-------- ТЕКСТ ДОКУМЕНТА

Лесючевский нащупал мою слабину: при первом же (после 21 марта) разговоре с глазу на глаз он полубрезгливо, с оттенком сокрушенности предал Леонида Соболева, мол, мы искали его исторической апробации, а получился конфуз («хотя скажу: прислушайтесь и к Соболеву, будьте мудры, не побрезгуйте ни одним дельным замечанием, от кого бы оно ни исходило, ведь делаем мы одно, общее дело…»); Кудреватых тоже «перебрал», упрекая вас в избытке патриотизма, такая постановка вопроса нетактична («хотя скажу: партийная критика в ваш адрес была серьезная, не следует никому давать основание думать, что вы шарахнулись, кинулись в другую крайность, мы и с Кудреватых делаем одно, общее дело…»).
Хотелось выть.
Вымирали, на глазах «ссыхались», улетучивались герои книги, меня понуждали стыдиться их, отрекаться от них как от личностей недостойных, хотя реально и существовавших, а если я упрямился, заняв круговую оборону из фактов, моих героев, всех до единого, принимались унижать как неуклюжие создания неодаренного литератора. Если бы и жизнь, и судьба моя, и существование семьи не сошлись на этой рукописи, я бы навсегда расстался с ней. Осталась бы мечта, память о Ленинке, благодарность тем, кто помогал мне неуниженно прожить три с половиной года, и вечное сожаление о давних жителях моей Родины, к кому я прикоснулся взглядом, мыслью и пером, но пером недостаточно сильным, чтобы дать им достойную жизнь.
Лесючевский искал новых палачей; двух десятков рецензий оказалось недостаточно. Подпольные гонители романа, изветчики, наушники и рецензенты не годились; кто всерьез заинтересуется мнением Сурова или Первенцева, Бубеннова или Софронова об историческом романе? Что могут они извлечь из глубин своего незнания? В лучшем случае это будут повторения общих мест рецензии Кудреватых, святое недоверие чистых русских патриотов к притворному, лицемерному «патриотизму» литератора, изобличенного партийной печатью в антипатриотизме.
Пока постыдные гонения не осуждены вслух и бескомпромиссно, парадный вход (как и черный, кухонный) открыт для лжи и оговора. Все еще радуясь поддержке многих людей, я жил иллюзиями, я как бы вычленил мысленно свою судьбу из мутного потока, придал своей судьбе статус единственности, неподсудности общему суду. Оказывается, можно не быть эгоистом и думать о себе так — и не возвышаясь над общей судьбой, и держась, по какому-то неведомому праву, чуть в стороне.

----------------
-------- ФРАГМЕНТЫ ДАННЫХ

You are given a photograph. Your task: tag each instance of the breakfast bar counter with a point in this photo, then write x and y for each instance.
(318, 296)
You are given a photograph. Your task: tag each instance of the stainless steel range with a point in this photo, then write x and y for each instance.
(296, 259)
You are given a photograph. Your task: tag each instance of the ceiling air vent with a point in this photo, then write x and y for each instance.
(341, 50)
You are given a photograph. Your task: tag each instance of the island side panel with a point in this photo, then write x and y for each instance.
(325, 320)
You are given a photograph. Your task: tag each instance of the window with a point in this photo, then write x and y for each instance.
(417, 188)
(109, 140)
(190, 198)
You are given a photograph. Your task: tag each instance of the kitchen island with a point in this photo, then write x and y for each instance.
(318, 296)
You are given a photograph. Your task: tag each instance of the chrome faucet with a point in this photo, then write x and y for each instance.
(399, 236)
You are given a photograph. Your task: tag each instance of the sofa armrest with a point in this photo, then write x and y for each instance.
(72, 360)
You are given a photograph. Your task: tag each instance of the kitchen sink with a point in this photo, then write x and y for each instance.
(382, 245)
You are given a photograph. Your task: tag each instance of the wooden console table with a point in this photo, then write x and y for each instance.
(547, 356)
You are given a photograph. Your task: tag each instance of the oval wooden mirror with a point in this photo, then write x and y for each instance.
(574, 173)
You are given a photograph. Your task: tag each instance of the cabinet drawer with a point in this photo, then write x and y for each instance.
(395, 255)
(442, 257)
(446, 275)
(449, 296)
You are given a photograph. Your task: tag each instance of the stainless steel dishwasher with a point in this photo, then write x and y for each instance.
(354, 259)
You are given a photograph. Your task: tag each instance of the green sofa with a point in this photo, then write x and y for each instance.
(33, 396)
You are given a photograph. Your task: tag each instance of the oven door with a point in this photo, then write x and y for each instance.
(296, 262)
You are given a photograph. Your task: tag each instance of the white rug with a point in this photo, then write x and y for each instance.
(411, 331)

----------------
-------- ФРАГМЕНТЫ ДАННЫХ

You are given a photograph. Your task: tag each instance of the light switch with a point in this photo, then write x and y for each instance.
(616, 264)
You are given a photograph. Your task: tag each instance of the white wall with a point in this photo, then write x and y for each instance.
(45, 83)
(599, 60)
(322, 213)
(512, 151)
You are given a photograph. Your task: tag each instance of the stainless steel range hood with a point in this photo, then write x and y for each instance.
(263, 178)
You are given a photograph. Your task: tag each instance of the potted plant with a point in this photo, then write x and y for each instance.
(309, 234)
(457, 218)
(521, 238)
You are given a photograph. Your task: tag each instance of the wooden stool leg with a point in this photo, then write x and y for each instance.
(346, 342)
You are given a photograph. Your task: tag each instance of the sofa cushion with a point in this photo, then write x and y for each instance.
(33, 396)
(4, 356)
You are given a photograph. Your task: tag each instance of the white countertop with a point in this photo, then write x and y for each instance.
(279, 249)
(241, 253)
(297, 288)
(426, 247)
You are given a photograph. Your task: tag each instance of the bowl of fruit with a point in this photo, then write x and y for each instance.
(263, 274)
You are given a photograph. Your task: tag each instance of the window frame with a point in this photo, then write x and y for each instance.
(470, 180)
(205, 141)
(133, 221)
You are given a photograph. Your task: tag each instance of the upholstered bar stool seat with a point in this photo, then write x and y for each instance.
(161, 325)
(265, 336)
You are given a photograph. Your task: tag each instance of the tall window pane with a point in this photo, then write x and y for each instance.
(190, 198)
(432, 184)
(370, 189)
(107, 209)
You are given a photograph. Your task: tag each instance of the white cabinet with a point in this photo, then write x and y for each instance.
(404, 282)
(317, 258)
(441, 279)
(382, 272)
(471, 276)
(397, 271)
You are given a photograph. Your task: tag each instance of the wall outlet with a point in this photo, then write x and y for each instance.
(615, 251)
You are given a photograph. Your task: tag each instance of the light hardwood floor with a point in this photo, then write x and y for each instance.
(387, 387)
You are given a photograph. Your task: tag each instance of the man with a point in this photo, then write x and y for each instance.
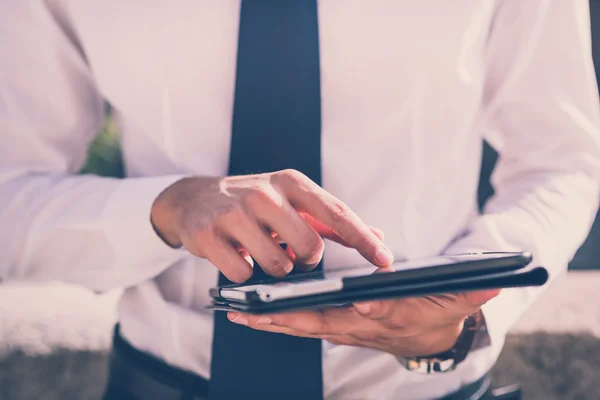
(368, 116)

----------------

# ЗАДАНИЕ 1
Проверьте по тексту о гонениях на роман, верны ли утверждения (а), (б) и (в). Для каждого ответьте «да» или «нет» и приведите точную цитату, которая это решает.
(а) Лесючевскому хватило двух десятков рецензий.
(б) Рассказчик навсегда расстался бы с рукописью, если бы от нее не зависели его жизнь, судьба и семья.
(в) Кудреватых упрекал рассказчика в недостатке патриотизма.
# ЗАДАНИЕ 2
Ответьте на вопросы по тексту о гонениях на роман:
(а) Кого Лесючевский предал в первом разговоре с глазу на глаз после 21 марта?
(б) Сколько времени, по словам рассказчика, ему помогали прожить неуниженно?
(в) Какие входы названы открытыми для лжи и оговора?
# ЗАДАНИЕ 3
Допишите текст о гонениях на роман: начните сразу после его последнего предложения.

# ОЖИДАЕМЫЙ ОТВЕТ 1
(а) Нет: «двух десятков рецензий оказалось недостаточно».
(б) Да: «Если бы и жизнь, и судьба моя, и существование семьи не сошлись на этой рукописи, я бы навсегда расстался с ней».
(в) Нет: «упрекая вас в избытке патриотизма».

# ОЖИДАЕМЫЙ ОТВЕТ 2
(а) Леонида Соболева.
(б) Три с половиной года.
(в) Парадный и черный, кухонный.

# ОЖИДАЕМЫЙ ОТВЕТ 3
«Советский писатель» нашел еще двух рецензентов. Первым был Георгий Шторм — автор исторических романов, педант, опытный архивист, человек независимой мысли. Он подошел к делу как ученый: прочел кроме рукописи стенограмму обсуждения 21 марта 1952 года и большинство рецензий. Шесть страниц его отзыва не утешили Лесючевского. «Роман А. Борщаговского, — писал он, — произведение значительное, вне всякого сомнения — патриотическое и, несмотря на свой историзм, почти злободневное. По многим своим качествам оно стоит выше целого ряда книг этого жанра, вышедших за последние несколько лет… Обсуждение романа накануне его выхода — дело „опасное“, так как любой рецензент всегда что-нибудь найдет. Вот тогда-то и происходит то, что произошло в данном случае: рассыпают набор». Общий вывод Г. Шторма полностью совпал с гневной филиппикой Лавренева: «Можно сколько угодно улучшать хорошую книгу, но нельзя до бесконечности задерживать ее выход в свет».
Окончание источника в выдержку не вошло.